PROBLEM DETAILS: Rewrite the data below so that every "pick out" becomes "mark", keeping everything else the same.

Coordinate annotation entries:
•••

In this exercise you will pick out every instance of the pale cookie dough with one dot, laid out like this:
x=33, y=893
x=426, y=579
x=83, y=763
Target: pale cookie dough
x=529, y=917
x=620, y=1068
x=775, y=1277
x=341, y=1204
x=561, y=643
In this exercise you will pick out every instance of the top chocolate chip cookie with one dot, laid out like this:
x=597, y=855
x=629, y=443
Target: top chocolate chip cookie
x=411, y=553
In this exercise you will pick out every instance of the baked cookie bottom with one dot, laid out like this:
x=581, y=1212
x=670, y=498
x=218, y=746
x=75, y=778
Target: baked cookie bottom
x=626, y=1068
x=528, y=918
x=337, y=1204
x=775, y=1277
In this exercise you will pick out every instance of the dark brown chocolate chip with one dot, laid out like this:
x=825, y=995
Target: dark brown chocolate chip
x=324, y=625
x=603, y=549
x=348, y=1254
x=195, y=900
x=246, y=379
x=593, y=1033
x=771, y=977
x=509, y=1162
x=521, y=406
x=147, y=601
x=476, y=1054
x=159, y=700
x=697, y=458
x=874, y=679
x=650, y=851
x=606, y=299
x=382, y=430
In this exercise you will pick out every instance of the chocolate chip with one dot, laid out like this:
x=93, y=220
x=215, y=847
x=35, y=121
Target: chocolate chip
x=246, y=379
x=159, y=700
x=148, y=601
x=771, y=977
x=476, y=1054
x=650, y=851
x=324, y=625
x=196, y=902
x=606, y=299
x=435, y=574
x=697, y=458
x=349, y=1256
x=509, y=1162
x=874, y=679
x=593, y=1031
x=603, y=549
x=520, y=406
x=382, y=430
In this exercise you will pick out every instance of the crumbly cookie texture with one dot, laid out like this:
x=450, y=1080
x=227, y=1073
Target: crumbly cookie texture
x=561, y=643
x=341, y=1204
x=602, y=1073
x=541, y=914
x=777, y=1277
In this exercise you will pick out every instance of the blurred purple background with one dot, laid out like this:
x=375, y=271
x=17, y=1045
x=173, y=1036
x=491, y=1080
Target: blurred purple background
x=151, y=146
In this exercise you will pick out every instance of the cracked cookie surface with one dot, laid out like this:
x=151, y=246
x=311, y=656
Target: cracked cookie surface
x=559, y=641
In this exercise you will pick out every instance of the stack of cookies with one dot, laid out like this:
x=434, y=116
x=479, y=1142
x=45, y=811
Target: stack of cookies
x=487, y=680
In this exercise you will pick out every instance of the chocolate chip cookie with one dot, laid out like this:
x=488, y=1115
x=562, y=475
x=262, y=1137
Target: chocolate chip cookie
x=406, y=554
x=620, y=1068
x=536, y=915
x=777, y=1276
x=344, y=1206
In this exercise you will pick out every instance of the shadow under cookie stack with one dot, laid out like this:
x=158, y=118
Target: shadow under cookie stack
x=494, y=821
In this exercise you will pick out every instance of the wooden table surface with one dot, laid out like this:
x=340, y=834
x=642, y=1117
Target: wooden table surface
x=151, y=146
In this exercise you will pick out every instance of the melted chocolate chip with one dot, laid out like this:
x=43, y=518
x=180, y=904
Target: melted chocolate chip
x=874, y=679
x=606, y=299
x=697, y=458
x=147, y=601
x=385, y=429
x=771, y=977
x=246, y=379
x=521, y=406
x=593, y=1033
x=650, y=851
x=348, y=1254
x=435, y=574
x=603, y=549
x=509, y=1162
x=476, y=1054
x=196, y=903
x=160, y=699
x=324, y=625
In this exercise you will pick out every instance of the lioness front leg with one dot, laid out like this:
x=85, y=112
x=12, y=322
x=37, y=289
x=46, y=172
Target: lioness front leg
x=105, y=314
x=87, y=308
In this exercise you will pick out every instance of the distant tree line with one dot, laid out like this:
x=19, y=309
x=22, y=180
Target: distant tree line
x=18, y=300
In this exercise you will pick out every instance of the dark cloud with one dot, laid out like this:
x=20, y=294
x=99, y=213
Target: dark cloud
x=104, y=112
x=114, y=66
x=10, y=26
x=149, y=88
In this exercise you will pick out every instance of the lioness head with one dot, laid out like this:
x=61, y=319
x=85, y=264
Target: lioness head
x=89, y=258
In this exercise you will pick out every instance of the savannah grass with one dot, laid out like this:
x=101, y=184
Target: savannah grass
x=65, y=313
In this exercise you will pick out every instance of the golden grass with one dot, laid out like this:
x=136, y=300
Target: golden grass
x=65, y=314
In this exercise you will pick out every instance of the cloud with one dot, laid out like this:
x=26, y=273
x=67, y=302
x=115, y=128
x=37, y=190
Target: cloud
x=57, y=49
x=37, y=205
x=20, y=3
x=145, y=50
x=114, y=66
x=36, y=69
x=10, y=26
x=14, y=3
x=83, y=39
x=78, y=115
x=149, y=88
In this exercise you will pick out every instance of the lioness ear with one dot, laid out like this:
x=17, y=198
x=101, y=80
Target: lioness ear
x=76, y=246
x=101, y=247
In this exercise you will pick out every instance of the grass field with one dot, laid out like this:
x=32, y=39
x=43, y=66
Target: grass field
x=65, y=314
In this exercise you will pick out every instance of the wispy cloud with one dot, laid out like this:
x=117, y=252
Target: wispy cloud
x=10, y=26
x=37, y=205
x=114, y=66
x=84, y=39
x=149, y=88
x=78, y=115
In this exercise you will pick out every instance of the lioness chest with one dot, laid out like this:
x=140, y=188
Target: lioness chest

•••

RESULT OF THIS EXERCISE:
In this exercise you will mark every instance of the pale cookie dough with one dot, laid out like this:
x=33, y=893
x=426, y=579
x=83, y=763
Target: pale cookie dough
x=529, y=917
x=620, y=1068
x=775, y=1277
x=341, y=1204
x=561, y=643
In this exercise you will mark every instance of the top chocolate chip cookie with one dot, laid out like this:
x=597, y=855
x=629, y=443
Target: top chocolate chip cookie
x=411, y=553
In this exercise you will mark every instance of the baked cookie bottom with one dot, laid out like this:
x=581, y=1212
x=670, y=498
x=218, y=746
x=75, y=778
Target: baked cookie bottom
x=626, y=1068
x=528, y=918
x=337, y=1204
x=775, y=1277
In this exercise you will mark every instance of the dark brown chocolate chip with one dot, laid out like this:
x=825, y=995
Target: dark brown chocolate chip
x=324, y=625
x=603, y=549
x=348, y=1254
x=195, y=900
x=246, y=379
x=593, y=1033
x=771, y=977
x=509, y=1162
x=521, y=406
x=147, y=601
x=476, y=1054
x=159, y=700
x=697, y=458
x=874, y=679
x=650, y=851
x=606, y=299
x=382, y=430
In this exercise you will mark every instance of the chocolate chip with one dot, laid out like this:
x=93, y=220
x=215, y=847
x=35, y=121
Target: chocolate chip
x=246, y=379
x=159, y=700
x=148, y=601
x=771, y=977
x=476, y=1054
x=650, y=851
x=324, y=625
x=196, y=902
x=606, y=299
x=435, y=574
x=697, y=458
x=349, y=1256
x=509, y=1162
x=874, y=679
x=593, y=1031
x=603, y=549
x=520, y=406
x=382, y=430
In this exercise you will mark every instance of the crumbly cookie texture with one dot, laid out like this:
x=450, y=1080
x=227, y=1073
Target: crumbly cookie texture
x=561, y=643
x=341, y=1204
x=602, y=1073
x=541, y=914
x=777, y=1277
In this exercise you will mark every instance of the blurred purple background with one dot, laid out like this:
x=375, y=271
x=17, y=1045
x=173, y=1036
x=491, y=1080
Target: blurred purple background
x=151, y=146
In this exercise you will mark every instance of the cracked cookie surface with one dot, laid out like this:
x=151, y=246
x=311, y=656
Target: cracked cookie surface
x=559, y=641
In this exercise you will mark every instance of the stack of cookies with one dot, laid out like this:
x=434, y=116
x=479, y=1142
x=45, y=811
Target: stack of cookies
x=487, y=680
In this exercise you will mark every instance of the chocolate chip cookie with one dot, laid out like this:
x=488, y=1115
x=562, y=475
x=262, y=1137
Target: chocolate chip cookie
x=406, y=554
x=620, y=1068
x=536, y=915
x=777, y=1276
x=344, y=1206
In this exercise you will mark every instance of the shadow under cookie stack with one dot, laid out like this:
x=158, y=118
Target: shadow under cookie stack
x=494, y=821
In this exercise you will mark every instance of the wooden table surface with one dot, laid out like this:
x=340, y=834
x=642, y=1117
Target: wooden table surface
x=151, y=146
In this exercise you will mark every instance of the melted chocolate chip with one dot, laid out like this:
x=43, y=518
x=180, y=904
Target: melted chocolate chip
x=874, y=679
x=606, y=299
x=697, y=458
x=147, y=601
x=385, y=429
x=771, y=977
x=246, y=379
x=521, y=406
x=593, y=1033
x=650, y=851
x=348, y=1254
x=435, y=574
x=603, y=549
x=509, y=1162
x=476, y=1054
x=196, y=903
x=160, y=699
x=324, y=625
In this exercise you will mark every instance of the lioness front leg with one dot, laid out like this:
x=85, y=112
x=12, y=322
x=37, y=289
x=46, y=172
Target: lioness front leg
x=105, y=314
x=87, y=308
In this exercise you will mark every instance of the distant tree line with one dot, laid out like this:
x=19, y=309
x=22, y=180
Target: distant tree line
x=18, y=300
In this exercise you will mark every instance of the dark cloud with one dot, laid out like this:
x=20, y=294
x=99, y=213
Target: dark cloud
x=104, y=112
x=114, y=66
x=10, y=26
x=149, y=88
In this exercise you will mark every instance of the lioness head with one dot, laid out like this:
x=61, y=319
x=85, y=264
Target: lioness head
x=89, y=258
In this exercise you will mark every instance of the savannah grass with one dot, laid out like this:
x=101, y=184
Target: savannah grass
x=65, y=313
In this exercise you will mark every instance of the golden grass with one dot, laid out like this:
x=136, y=300
Target: golden grass
x=65, y=314
In this exercise you will mark every instance of the cloud with one dot, laid out like this:
x=26, y=273
x=67, y=302
x=115, y=128
x=37, y=190
Target: cloud
x=57, y=49
x=37, y=205
x=20, y=3
x=145, y=50
x=114, y=66
x=36, y=69
x=10, y=26
x=14, y=3
x=83, y=39
x=78, y=115
x=149, y=88
In this exercise you will mark every instance of the lioness ear with one dot, laid out like this:
x=17, y=198
x=101, y=80
Target: lioness ear
x=76, y=246
x=101, y=247
In this exercise you will mark every instance of the grass field with one dot, laid out like this:
x=32, y=39
x=43, y=66
Target: grass field
x=65, y=314
In this exercise you will mark every instance of the wispy cloud with one dot, laid out like this:
x=117, y=252
Target: wispy cloud
x=10, y=26
x=37, y=205
x=114, y=66
x=84, y=39
x=149, y=88
x=78, y=115
In this exercise you will mark every instance of the lioness chest with one dot, laid out like this:
x=140, y=188
Target: lioness chest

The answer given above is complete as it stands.